● **Records for this task**:
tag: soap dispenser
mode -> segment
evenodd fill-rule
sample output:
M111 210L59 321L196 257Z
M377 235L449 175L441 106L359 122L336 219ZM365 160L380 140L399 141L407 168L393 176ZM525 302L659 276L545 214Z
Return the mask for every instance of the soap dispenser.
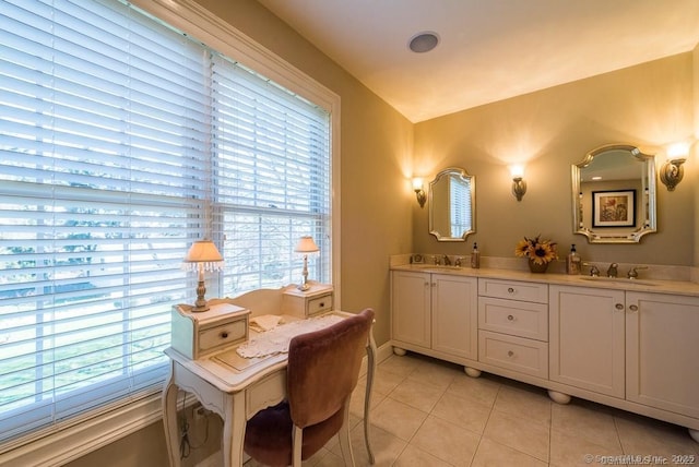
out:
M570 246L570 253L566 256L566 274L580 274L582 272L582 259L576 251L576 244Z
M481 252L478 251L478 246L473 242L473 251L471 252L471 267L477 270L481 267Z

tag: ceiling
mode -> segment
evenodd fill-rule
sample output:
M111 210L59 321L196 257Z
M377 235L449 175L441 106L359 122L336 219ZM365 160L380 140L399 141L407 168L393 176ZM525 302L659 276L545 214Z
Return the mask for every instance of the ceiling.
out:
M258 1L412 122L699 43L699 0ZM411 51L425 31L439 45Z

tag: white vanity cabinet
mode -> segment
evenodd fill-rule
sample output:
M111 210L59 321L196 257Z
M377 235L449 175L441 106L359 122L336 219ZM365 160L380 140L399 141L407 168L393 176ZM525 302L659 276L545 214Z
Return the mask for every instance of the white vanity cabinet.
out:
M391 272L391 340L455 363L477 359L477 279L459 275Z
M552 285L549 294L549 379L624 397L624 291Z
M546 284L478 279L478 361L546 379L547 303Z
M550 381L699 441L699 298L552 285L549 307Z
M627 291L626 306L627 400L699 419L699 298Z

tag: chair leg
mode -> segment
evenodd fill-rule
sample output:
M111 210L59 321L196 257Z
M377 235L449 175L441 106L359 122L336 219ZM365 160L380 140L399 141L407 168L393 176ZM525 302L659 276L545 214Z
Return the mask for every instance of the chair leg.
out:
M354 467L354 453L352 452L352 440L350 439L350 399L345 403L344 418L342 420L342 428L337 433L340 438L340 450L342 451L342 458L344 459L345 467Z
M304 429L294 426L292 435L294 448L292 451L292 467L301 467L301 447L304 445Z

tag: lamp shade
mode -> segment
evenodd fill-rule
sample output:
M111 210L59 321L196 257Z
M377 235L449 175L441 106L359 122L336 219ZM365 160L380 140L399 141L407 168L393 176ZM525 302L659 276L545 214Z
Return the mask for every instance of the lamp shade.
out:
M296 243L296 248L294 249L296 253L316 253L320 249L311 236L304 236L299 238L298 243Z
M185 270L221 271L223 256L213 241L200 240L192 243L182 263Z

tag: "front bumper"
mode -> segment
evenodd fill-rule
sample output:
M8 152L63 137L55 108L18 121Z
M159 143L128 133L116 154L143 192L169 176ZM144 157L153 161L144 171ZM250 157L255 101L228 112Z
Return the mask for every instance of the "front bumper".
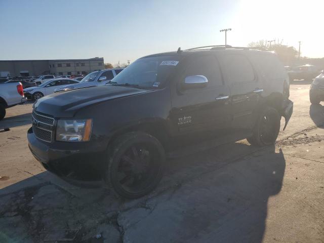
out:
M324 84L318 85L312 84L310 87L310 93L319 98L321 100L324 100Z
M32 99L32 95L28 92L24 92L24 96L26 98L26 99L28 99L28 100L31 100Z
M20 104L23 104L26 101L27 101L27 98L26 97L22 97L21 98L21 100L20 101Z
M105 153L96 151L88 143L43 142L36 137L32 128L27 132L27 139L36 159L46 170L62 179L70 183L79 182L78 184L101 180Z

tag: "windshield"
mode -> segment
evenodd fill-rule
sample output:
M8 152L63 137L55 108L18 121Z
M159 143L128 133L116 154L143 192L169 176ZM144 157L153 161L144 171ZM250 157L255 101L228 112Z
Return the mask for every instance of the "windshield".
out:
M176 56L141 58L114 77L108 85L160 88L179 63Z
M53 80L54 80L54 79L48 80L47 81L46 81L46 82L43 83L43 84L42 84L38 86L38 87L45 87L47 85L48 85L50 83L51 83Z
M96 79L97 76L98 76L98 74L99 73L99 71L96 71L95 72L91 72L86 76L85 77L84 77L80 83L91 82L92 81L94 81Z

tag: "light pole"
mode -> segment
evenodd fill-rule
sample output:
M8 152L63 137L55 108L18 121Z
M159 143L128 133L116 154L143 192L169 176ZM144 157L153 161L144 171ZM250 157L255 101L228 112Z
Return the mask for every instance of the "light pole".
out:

● **The problem**:
Please copy out all of the material above, line for line, but leave out the pictures.

● **Response to the task**:
tag: soap dispenser
mode -> segment
evenodd fill-rule
sample output:
M111 210L59 321L196 257Z
M377 235L449 175L441 106L359 122L336 219ZM365 160L380 140L399 141L407 168L393 176ZM525 302L659 276L545 214Z
Return the mask for every instance of the soap dispenser.
out:
M570 246L570 253L566 256L566 274L580 274L582 272L582 259L576 251L576 244Z
M481 252L478 251L478 246L473 242L473 251L471 252L471 267L477 270L481 267Z

tag: ceiling
mode -> segment
evenodd fill-rule
sample output:
M111 210L59 321L196 257Z
M377 235L449 175L441 106L359 122L336 219ZM365 160L380 140L399 141L407 168L393 176ZM525 302L659 276L545 214Z
Return the mask for every instance of the ceiling.
out:
M258 1L412 122L699 43L699 0ZM411 51L425 31L439 45Z

tag: white vanity cabinet
mode -> segment
evenodd fill-rule
sample output:
M111 210L59 321L196 257Z
M377 235L449 175L441 106L359 122L336 219ZM365 160L380 140L399 141L407 168L393 176ZM525 302L659 276L545 214Z
Return the mask for every instance of the white vanity cabinet.
out:
M391 272L391 340L455 363L477 359L477 279L459 275Z
M552 285L549 294L549 379L624 397L624 291Z
M546 284L478 279L478 361L546 379L547 303Z
M550 381L699 441L699 298L552 285L549 307Z
M627 291L626 306L627 400L699 419L699 298Z

tag: chair leg
mode -> segment
evenodd fill-rule
sample output:
M111 210L59 321L196 257Z
M377 235L449 175L441 106L359 122L336 219ZM365 160L380 140L399 141L407 168L393 176ZM525 302L659 276L545 214Z
Return the mask for every instance of the chair leg.
out:
M354 467L354 453L352 452L352 440L350 439L350 399L345 403L344 418L342 420L342 428L337 433L340 438L340 450L342 451L342 458L344 459L345 467Z
M304 429L294 426L292 435L294 448L292 451L292 467L301 467L301 447L304 445Z

tag: lamp shade
mode -> segment
evenodd fill-rule
sample output:
M111 210L59 321L196 257Z
M377 235L449 175L441 106L359 122L336 219ZM365 160L380 140L399 141L407 168L393 176ZM525 302L659 276L545 214Z
Return the mask for every instance of the lamp shade.
out:
M296 243L296 248L294 249L296 253L316 253L320 249L311 236L304 236L299 238L298 243Z
M185 270L221 271L223 256L213 241L200 240L192 243L182 263Z

tag: "front bumper"
mode -> segment
evenodd fill-rule
sample output:
M8 152L63 137L55 108L18 121Z
M159 143L128 133L116 154L143 192L169 176ZM144 157L153 161L144 171ZM250 157L255 101L228 112Z
Return the mask for every instance of the "front bumper".
out:
M324 84L318 85L312 84L310 87L310 93L319 98L321 100L324 100Z
M32 99L32 95L28 92L24 92L24 96L26 98L26 99L28 99L28 100L31 100Z
M20 104L23 104L26 101L27 101L27 98L26 97L22 97L21 98L21 100L20 101Z
M105 153L96 151L88 143L43 142L36 137L32 128L27 132L27 139L36 159L46 170L62 179L70 183L79 182L78 184L101 180Z

tag: "windshield"
mode -> segment
evenodd fill-rule
sample output:
M8 152L63 137L55 108L18 121Z
M159 143L128 133L116 154L143 192L169 176ZM144 157L153 161L144 171ZM250 157L255 101L228 112Z
Return the mask for every instance of the "windshield".
out:
M176 56L141 58L114 77L108 85L160 88L179 63Z
M53 80L54 80L54 79L48 80L47 81L46 81L46 82L43 83L43 84L42 84L38 86L38 87L45 87L47 85L48 85L50 83L51 83Z
M96 79L97 76L98 76L98 74L99 73L99 71L96 71L95 72L91 72L86 76L85 77L84 77L80 83L91 82L92 81L94 81Z

tag: "light pole"
mode -> segment
evenodd fill-rule
sample output:
M8 152L63 137L55 108L18 121Z
M159 143L128 133L116 154L143 192L169 176ZM144 157L153 161L144 171ZM250 157L255 101L228 112Z
Return the mask for every instance of the "light pole".
out:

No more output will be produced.